++++ DATA EXTRACTS ++++

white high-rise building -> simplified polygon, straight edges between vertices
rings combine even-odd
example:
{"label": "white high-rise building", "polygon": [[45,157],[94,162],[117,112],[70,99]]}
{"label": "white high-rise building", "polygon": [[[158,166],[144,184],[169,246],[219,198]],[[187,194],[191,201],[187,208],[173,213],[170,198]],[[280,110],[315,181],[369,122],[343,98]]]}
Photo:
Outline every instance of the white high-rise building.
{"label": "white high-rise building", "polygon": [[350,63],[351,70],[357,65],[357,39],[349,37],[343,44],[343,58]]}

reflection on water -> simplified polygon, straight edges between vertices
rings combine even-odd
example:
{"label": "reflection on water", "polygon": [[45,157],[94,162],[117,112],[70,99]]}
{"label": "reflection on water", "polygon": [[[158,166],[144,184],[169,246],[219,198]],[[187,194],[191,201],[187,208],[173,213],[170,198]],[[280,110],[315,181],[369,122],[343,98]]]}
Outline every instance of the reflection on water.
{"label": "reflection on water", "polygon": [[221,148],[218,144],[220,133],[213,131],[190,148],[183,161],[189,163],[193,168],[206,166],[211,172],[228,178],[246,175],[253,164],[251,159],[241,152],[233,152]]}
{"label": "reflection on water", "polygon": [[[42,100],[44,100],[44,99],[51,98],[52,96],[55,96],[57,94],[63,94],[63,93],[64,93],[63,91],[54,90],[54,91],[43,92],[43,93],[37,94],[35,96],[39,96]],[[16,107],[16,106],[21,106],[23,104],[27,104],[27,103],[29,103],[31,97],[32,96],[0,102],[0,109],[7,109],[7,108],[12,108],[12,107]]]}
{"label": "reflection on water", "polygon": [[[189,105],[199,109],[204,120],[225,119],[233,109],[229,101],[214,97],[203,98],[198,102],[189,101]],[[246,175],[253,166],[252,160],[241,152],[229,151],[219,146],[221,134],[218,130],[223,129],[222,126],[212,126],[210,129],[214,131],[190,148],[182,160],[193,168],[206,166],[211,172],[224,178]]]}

++++

* WHAT THE TASK REQUIRES *
The material must be repeated in full, with every line exact.

* FINISHED EXERCISE *
white high-rise building -> simplified polygon, straight edges between vertices
rings combine even-odd
example:
{"label": "white high-rise building", "polygon": [[45,157],[94,162],[117,112],[70,99]]}
{"label": "white high-rise building", "polygon": [[[158,166],[144,184],[169,246],[219,198]],[[187,194],[191,201],[187,208],[173,213],[170,198]],[[280,110],[315,181],[369,122],[343,98]]]}
Photo:
Outline every instance of the white high-rise building.
{"label": "white high-rise building", "polygon": [[350,63],[351,70],[357,65],[357,39],[349,37],[343,44],[343,58]]}

reflection on water -> simplified polygon, straight edges between vertices
rings combine even-odd
example:
{"label": "reflection on water", "polygon": [[45,157],[94,162],[117,112],[70,99]]}
{"label": "reflection on water", "polygon": [[[158,166],[144,184],[169,246],[219,198]],[[187,194],[191,201],[187,208],[173,213],[170,198]],[[280,110],[315,181],[369,122],[343,98]]]}
Outline every instance of the reflection on water.
{"label": "reflection on water", "polygon": [[221,148],[218,144],[220,133],[213,131],[190,148],[183,161],[189,163],[193,168],[206,166],[211,172],[228,178],[246,175],[253,164],[251,159],[241,152],[233,152]]}
{"label": "reflection on water", "polygon": [[[42,100],[44,100],[44,99],[51,98],[52,96],[55,96],[57,94],[63,94],[63,93],[64,93],[63,91],[54,90],[54,91],[43,92],[43,93],[37,94],[35,96],[39,96]],[[16,107],[16,106],[21,106],[23,104],[27,104],[27,103],[29,103],[31,97],[32,96],[0,102],[0,109],[7,109],[7,108],[12,108],[12,107]]]}
{"label": "reflection on water", "polygon": [[[189,105],[199,109],[204,120],[225,119],[233,109],[229,101],[214,97],[203,98],[198,102],[189,101]],[[246,175],[253,166],[252,160],[241,152],[229,151],[219,146],[221,134],[218,130],[223,129],[222,126],[212,126],[210,129],[214,131],[190,148],[182,160],[193,168],[206,166],[211,172],[224,178]]]}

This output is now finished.